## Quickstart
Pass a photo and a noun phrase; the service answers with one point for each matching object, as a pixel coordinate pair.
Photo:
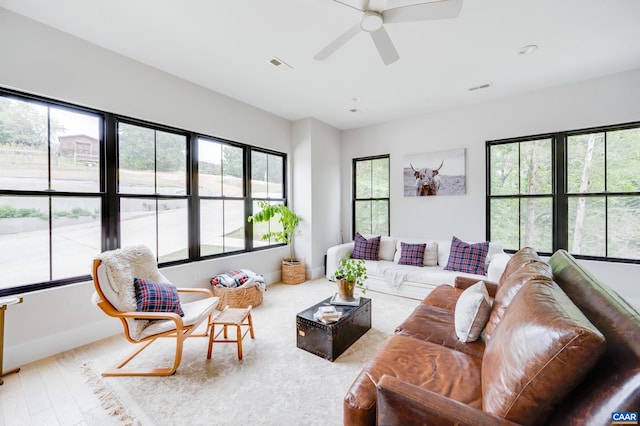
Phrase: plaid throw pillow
(156, 297)
(465, 257)
(365, 249)
(412, 254)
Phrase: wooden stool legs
(231, 317)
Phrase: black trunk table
(329, 341)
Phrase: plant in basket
(293, 269)
(351, 273)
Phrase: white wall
(37, 59)
(316, 182)
(603, 101)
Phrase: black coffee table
(329, 341)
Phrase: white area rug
(274, 384)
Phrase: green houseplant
(351, 273)
(293, 269)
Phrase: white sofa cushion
(472, 312)
(430, 251)
(387, 246)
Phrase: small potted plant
(293, 269)
(351, 273)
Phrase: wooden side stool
(238, 317)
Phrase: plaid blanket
(239, 278)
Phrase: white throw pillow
(472, 312)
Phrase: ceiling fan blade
(337, 43)
(377, 5)
(348, 5)
(443, 9)
(385, 47)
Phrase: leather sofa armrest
(401, 403)
(465, 282)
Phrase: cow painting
(426, 182)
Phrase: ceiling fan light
(371, 21)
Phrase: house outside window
(371, 195)
(75, 182)
(577, 190)
(50, 191)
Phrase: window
(267, 184)
(152, 185)
(594, 211)
(221, 188)
(75, 182)
(371, 195)
(50, 194)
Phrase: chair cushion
(472, 312)
(194, 313)
(465, 257)
(365, 249)
(540, 352)
(412, 254)
(157, 297)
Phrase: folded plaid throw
(239, 278)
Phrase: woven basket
(294, 272)
(238, 297)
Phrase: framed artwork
(434, 173)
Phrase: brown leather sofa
(559, 348)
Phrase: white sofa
(387, 276)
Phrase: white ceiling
(226, 46)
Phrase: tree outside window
(371, 195)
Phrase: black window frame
(560, 193)
(354, 198)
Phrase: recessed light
(480, 86)
(280, 64)
(530, 48)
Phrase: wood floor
(53, 391)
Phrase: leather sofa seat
(559, 348)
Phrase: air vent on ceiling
(280, 64)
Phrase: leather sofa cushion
(523, 257)
(443, 296)
(431, 366)
(532, 271)
(437, 325)
(540, 351)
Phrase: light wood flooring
(53, 391)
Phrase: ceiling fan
(375, 16)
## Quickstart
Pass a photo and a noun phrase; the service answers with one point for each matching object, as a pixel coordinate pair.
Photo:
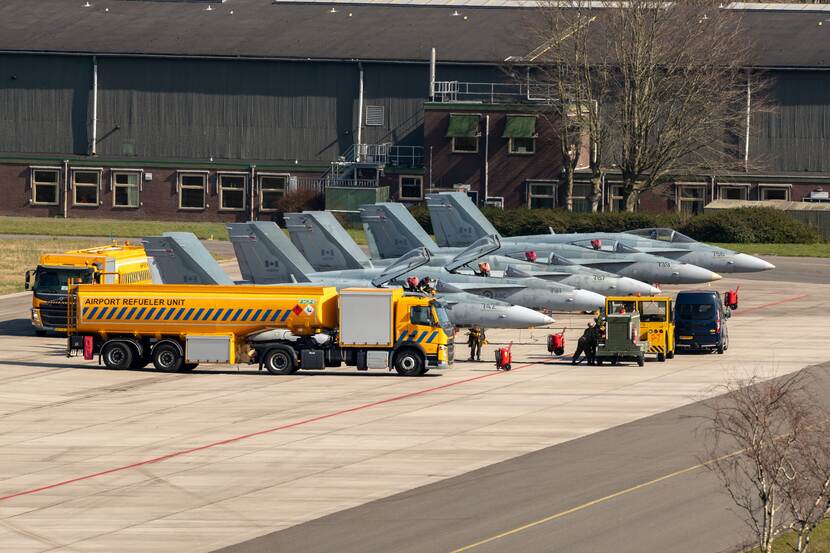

──────────

Task instructions: All that is needed is an exact copy of the lines from the line with "Phrase: white ceiling" through the end of the listing, both ends included, with no pictures.

Answer:
Phrase: white ceiling
(226, 46)
Phrase: tree outside window
(371, 195)
Phrase: black window frame
(560, 193)
(354, 198)
Phrase: recessed light
(480, 86)
(280, 64)
(530, 48)
Phrase: wood floor
(53, 391)
Phrase: leather sofa seat
(559, 348)
Phrase: air vent on ceiling
(280, 64)
Phrase: leather sofa cushion
(523, 257)
(443, 296)
(431, 366)
(532, 271)
(437, 325)
(540, 351)
Phrase: light wood flooring
(53, 391)
Phrase: ceiling fan
(375, 16)
## Quickstart
Pass a photo and a noun phrase; the service answers with one point for each matching object, as a pixel coordinate pair.
Photo:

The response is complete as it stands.